WHAT THE TASK REQUIRES
Count the lines in the entries below that contain the string "query", and reply with only that number.

EXERCISE INPUTS
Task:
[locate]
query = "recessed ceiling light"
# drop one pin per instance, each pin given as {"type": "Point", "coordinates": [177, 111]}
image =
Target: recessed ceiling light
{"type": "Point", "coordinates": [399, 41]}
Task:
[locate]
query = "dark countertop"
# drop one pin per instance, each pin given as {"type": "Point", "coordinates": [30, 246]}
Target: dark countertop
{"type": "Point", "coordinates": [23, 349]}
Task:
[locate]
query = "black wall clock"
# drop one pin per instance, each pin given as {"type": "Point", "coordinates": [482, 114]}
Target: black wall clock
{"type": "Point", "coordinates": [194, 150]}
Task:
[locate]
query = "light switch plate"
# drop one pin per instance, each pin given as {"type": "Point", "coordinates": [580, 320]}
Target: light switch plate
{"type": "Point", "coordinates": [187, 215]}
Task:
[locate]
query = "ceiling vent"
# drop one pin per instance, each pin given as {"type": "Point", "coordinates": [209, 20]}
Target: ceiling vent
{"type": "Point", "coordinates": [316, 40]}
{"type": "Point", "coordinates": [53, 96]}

...

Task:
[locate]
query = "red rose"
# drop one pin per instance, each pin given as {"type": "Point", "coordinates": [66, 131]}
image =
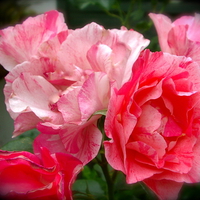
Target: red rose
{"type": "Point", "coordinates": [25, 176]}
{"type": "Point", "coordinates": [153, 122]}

RESPONSE TO THIS TASK
6